> Data entries

####################

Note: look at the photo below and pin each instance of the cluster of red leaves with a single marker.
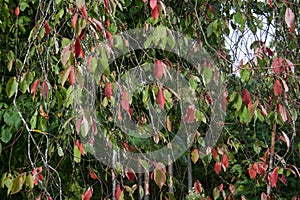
(224, 163)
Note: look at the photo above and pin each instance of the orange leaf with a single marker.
(160, 98)
(88, 194)
(277, 88)
(108, 90)
(155, 12)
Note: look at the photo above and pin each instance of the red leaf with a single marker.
(277, 65)
(190, 114)
(269, 52)
(109, 38)
(125, 101)
(74, 20)
(130, 174)
(283, 180)
(43, 113)
(153, 4)
(274, 177)
(47, 28)
(160, 175)
(263, 196)
(225, 160)
(217, 167)
(252, 172)
(155, 12)
(83, 11)
(71, 76)
(80, 37)
(36, 173)
(33, 88)
(158, 69)
(80, 146)
(289, 18)
(17, 11)
(211, 9)
(246, 96)
(92, 174)
(291, 65)
(88, 194)
(197, 187)
(107, 22)
(160, 98)
(108, 90)
(118, 192)
(282, 110)
(214, 153)
(89, 63)
(221, 187)
(277, 88)
(44, 89)
(77, 49)
(270, 3)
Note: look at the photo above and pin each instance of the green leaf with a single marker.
(77, 154)
(245, 74)
(11, 87)
(29, 181)
(245, 115)
(23, 6)
(216, 193)
(33, 120)
(239, 18)
(26, 81)
(80, 3)
(207, 75)
(159, 177)
(6, 134)
(18, 183)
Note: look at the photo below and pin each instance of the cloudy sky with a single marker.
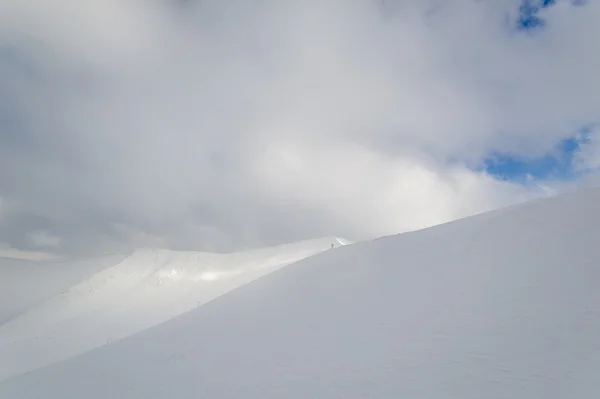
(227, 124)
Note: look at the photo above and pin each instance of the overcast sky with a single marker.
(227, 124)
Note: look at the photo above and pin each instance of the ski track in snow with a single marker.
(504, 305)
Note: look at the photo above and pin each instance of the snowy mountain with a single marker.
(139, 291)
(500, 305)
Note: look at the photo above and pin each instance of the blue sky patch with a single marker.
(529, 10)
(555, 165)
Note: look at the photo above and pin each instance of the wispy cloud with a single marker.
(224, 124)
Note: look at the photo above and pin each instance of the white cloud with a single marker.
(44, 239)
(226, 124)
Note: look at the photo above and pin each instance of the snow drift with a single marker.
(501, 305)
(141, 290)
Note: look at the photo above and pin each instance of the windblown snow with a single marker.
(500, 305)
(141, 290)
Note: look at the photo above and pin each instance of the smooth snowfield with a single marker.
(24, 283)
(139, 291)
(501, 305)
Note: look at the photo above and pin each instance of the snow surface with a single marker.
(142, 290)
(501, 305)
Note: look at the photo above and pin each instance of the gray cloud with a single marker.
(222, 125)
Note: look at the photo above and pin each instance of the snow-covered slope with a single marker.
(501, 305)
(142, 290)
(25, 283)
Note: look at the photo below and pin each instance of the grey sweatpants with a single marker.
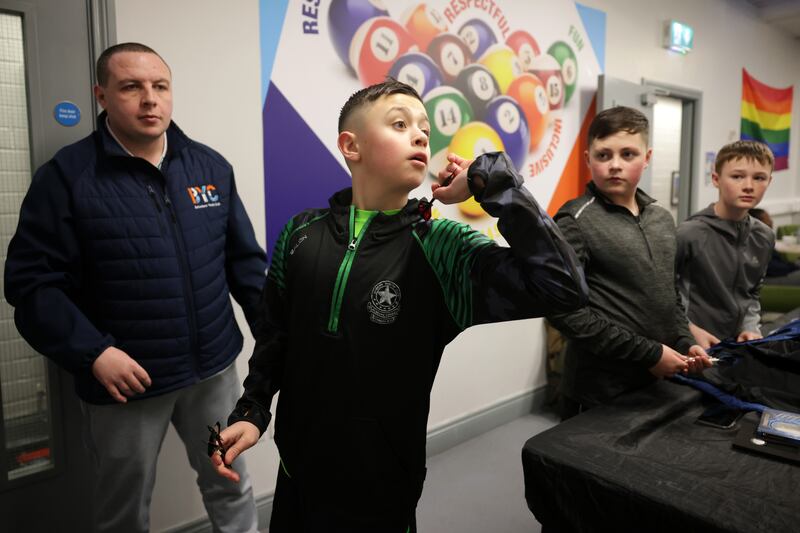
(124, 441)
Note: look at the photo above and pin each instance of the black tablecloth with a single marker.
(643, 464)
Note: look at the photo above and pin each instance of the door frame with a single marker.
(691, 161)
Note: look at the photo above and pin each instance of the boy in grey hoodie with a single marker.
(633, 330)
(723, 252)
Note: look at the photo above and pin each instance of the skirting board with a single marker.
(439, 440)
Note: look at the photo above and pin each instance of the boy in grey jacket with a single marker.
(634, 329)
(723, 252)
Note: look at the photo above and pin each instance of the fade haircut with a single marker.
(616, 119)
(749, 150)
(369, 94)
(101, 70)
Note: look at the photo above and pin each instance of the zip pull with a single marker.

####################

Please return, word for word, the lines of the data starting at the line that contains "haircut with a single marker." and ending at the last line of the data, with both included.

> EXERCISE OUTPUT
Note: look at the photo above and pin each instance of the fade haircut with a single marker.
(616, 119)
(749, 150)
(369, 94)
(101, 70)
Note: look at the photo above and pin each instance of the zip pull with a single marker.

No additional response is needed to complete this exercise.